— START —

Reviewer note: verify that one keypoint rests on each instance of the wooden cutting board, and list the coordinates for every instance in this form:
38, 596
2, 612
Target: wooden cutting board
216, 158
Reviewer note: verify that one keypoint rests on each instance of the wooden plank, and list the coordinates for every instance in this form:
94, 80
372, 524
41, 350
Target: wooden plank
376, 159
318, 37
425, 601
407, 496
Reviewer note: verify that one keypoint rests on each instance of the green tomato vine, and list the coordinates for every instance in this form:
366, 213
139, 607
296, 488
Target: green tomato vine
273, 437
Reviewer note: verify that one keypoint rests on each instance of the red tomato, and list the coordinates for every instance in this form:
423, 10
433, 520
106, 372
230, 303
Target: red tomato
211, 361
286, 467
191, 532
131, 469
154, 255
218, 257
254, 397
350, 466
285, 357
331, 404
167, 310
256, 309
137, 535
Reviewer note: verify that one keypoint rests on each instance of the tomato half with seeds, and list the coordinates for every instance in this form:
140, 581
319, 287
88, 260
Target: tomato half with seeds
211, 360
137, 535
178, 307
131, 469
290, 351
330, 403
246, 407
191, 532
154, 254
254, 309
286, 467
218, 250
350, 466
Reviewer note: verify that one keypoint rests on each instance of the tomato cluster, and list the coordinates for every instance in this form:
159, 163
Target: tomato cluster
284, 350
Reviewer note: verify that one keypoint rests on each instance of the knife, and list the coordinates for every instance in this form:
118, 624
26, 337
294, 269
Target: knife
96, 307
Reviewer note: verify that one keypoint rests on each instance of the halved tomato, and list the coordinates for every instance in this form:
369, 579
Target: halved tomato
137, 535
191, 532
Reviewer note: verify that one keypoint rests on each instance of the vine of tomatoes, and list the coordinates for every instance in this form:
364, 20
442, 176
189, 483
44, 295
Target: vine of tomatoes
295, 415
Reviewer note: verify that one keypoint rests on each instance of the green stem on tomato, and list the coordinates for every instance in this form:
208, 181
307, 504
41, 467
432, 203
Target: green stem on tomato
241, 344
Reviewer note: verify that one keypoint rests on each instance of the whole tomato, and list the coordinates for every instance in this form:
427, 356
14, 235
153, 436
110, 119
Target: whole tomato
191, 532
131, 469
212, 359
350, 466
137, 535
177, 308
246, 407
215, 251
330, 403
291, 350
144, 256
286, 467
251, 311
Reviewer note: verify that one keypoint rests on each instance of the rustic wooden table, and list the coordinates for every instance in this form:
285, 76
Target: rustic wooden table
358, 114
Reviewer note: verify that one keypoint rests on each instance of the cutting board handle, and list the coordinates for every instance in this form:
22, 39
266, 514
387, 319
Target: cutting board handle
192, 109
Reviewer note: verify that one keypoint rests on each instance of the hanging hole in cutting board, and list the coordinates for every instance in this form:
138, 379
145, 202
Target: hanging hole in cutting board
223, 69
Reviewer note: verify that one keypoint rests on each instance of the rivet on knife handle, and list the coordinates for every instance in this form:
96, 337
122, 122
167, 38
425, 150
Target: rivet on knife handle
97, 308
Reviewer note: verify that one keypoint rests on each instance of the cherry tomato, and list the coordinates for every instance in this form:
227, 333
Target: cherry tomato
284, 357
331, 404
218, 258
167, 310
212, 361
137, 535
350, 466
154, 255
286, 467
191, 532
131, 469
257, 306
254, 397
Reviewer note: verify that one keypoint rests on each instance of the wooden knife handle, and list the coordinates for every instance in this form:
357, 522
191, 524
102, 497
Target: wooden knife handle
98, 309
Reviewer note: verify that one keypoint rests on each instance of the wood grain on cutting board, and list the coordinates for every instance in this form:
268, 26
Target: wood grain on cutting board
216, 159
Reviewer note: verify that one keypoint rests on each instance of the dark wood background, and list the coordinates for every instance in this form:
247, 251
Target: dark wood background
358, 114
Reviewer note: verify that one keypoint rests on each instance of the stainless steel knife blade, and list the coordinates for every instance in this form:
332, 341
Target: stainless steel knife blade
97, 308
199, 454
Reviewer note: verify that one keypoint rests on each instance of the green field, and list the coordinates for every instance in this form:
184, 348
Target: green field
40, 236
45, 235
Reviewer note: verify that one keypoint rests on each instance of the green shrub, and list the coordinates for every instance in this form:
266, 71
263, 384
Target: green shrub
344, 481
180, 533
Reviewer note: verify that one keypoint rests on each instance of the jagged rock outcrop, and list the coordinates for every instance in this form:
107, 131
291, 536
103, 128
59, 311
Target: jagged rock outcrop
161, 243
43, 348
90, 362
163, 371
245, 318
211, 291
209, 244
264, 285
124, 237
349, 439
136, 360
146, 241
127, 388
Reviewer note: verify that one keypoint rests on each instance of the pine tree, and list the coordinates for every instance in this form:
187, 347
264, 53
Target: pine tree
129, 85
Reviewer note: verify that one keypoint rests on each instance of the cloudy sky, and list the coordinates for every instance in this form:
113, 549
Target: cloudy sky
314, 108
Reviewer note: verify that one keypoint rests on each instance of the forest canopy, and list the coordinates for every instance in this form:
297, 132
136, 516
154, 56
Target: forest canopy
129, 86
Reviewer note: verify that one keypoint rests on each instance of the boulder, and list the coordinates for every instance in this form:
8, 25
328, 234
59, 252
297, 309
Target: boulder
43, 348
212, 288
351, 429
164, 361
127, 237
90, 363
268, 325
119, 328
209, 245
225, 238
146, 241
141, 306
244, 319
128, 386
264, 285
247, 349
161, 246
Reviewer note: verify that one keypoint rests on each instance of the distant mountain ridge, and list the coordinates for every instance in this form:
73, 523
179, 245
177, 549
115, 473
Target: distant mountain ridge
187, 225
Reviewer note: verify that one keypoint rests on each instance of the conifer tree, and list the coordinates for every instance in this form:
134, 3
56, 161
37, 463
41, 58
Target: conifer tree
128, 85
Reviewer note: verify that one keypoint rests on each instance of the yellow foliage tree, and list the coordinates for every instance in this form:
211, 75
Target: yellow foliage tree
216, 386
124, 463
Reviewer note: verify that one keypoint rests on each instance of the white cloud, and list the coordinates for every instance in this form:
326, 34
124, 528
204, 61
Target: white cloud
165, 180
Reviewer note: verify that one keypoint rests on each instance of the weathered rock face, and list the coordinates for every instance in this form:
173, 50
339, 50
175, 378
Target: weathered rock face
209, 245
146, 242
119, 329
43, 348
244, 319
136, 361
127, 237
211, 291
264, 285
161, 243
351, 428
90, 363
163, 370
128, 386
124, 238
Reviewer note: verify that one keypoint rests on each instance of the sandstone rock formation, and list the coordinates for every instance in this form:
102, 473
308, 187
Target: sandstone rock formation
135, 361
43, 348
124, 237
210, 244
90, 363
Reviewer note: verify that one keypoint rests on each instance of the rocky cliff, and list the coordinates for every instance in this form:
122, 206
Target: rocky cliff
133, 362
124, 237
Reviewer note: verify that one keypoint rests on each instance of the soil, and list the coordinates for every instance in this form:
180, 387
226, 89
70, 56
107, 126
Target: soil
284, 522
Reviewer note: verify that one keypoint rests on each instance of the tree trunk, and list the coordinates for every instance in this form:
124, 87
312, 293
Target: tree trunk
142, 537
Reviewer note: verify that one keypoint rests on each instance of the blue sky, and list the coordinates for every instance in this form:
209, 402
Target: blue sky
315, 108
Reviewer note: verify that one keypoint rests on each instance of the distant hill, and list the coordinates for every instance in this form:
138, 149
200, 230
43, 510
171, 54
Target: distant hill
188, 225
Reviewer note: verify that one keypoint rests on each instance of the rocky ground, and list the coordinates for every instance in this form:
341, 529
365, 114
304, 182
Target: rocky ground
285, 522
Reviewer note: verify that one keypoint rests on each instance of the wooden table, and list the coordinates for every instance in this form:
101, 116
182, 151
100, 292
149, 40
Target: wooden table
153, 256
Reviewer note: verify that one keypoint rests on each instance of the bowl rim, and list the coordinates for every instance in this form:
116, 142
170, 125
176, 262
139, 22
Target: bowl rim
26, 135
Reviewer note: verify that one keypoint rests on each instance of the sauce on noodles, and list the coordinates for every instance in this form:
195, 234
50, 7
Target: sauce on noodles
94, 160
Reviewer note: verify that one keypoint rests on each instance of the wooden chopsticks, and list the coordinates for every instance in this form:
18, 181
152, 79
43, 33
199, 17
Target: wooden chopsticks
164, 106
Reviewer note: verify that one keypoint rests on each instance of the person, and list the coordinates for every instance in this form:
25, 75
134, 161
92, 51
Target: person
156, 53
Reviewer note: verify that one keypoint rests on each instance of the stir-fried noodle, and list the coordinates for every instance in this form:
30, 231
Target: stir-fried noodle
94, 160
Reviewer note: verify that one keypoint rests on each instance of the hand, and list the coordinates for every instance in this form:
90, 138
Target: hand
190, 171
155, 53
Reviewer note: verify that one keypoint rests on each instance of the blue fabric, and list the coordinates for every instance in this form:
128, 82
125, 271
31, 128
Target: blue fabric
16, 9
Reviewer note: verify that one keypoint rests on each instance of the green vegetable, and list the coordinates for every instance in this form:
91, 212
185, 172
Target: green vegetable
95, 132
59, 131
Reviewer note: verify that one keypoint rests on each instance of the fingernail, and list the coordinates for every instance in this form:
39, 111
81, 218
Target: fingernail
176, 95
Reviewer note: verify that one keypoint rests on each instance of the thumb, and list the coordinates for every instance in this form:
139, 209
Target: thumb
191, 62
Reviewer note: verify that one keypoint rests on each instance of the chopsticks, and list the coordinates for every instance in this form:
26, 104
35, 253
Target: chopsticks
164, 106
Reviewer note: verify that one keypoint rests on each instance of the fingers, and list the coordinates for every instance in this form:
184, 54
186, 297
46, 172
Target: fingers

— END —

What is needed. Write out once more the lines above beginning at the line with "wooden chopsticks, and"; continue through the final line and stop there.

Response.
Reviewer note: verify that one keypoint rests on each instance of the wooden chopsticks, and list the coordinates for every instance in this form:
18, 181
152, 79
43, 33
199, 17
Target: wooden chopsticks
164, 106
Reviewer note: verify that one keypoint rests on each instance of the person, and list the coordinates for every instance in this form:
25, 75
134, 161
92, 51
Target: person
156, 53
Reviewer note: verify that one keypoint rests on each instance of the stir-fried noodle, and list the coordinates for every instance in this form:
30, 231
Target: stir-fried noodle
94, 160
Reviewer note: verify that one keypoint rests on each instance of the hand, and list the coordinates for every instance in this form:
90, 138
Target: hand
190, 171
155, 53
Reviewer note: verify that one keypoint rests on each instance of the blue fabric, and list the coordinates for every instance in this form:
128, 82
125, 271
31, 128
Target: blue fabric
16, 9
Reviewer note: verify that one keypoint rests on each instance of the green vegetable, and list the coordinates for every instance in this form:
91, 212
185, 172
Target: green vegetable
95, 132
59, 131
Reviewer note: verify that one keypoint rests on each instance of the fingernail, and list the coordinates for every instance in this form:
39, 111
81, 218
Target: fingernail
176, 95
Reviewer note: verify that one keypoint rests on each instance of the thumb, and list the coordinates for every instance in this form:
139, 209
Target: thumb
191, 62
Reviewer note: verify that one keypoint rests on each instance of the chopsticks, and list the coordinates for every instance in this form:
26, 104
35, 253
Target: chopsticks
164, 106
Reviewer note: verify that one keypoint rests on each instance of the fingers, and list the coordinates for every instance in this form:
184, 54
186, 297
46, 172
Target: fingers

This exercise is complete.